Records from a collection

********************

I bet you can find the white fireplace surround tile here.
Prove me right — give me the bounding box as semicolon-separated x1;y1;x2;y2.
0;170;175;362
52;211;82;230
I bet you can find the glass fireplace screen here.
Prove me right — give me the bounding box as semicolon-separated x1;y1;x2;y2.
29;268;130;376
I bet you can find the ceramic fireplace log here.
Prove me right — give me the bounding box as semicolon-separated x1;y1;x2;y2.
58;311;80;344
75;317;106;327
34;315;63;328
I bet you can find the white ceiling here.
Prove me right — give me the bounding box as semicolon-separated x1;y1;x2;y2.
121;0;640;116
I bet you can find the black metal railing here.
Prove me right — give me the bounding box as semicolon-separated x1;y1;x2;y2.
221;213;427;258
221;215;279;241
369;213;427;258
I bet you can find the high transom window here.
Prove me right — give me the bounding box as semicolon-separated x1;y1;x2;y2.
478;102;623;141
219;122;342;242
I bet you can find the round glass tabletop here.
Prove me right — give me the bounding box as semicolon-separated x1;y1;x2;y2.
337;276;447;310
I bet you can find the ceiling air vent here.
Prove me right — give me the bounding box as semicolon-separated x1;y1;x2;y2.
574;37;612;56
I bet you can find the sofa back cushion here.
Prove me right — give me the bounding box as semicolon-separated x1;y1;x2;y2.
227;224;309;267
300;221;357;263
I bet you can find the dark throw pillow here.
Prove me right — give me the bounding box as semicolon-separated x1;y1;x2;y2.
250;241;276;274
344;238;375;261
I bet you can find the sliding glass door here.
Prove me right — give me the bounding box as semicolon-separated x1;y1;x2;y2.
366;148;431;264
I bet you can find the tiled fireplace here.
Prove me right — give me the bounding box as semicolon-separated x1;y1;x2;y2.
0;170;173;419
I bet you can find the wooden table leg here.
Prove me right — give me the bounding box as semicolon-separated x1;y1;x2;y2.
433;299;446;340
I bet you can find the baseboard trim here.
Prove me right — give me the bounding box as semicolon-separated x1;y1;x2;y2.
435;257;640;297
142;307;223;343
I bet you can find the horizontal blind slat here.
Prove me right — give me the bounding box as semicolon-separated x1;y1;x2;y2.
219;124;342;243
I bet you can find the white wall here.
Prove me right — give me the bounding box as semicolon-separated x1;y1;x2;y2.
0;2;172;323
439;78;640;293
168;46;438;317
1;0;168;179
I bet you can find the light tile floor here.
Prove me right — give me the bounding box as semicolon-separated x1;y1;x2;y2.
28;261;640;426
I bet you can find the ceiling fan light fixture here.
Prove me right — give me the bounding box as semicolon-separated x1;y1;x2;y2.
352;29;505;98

********************

How to complete this task
Only lines holding the word "ceiling" belong in the answer; copy all of them from the records.

Solution for this problem
I bet you can find the white ceiling here.
I bet you can find the ceiling air vent here.
I bet you can find the ceiling fan light fixture here.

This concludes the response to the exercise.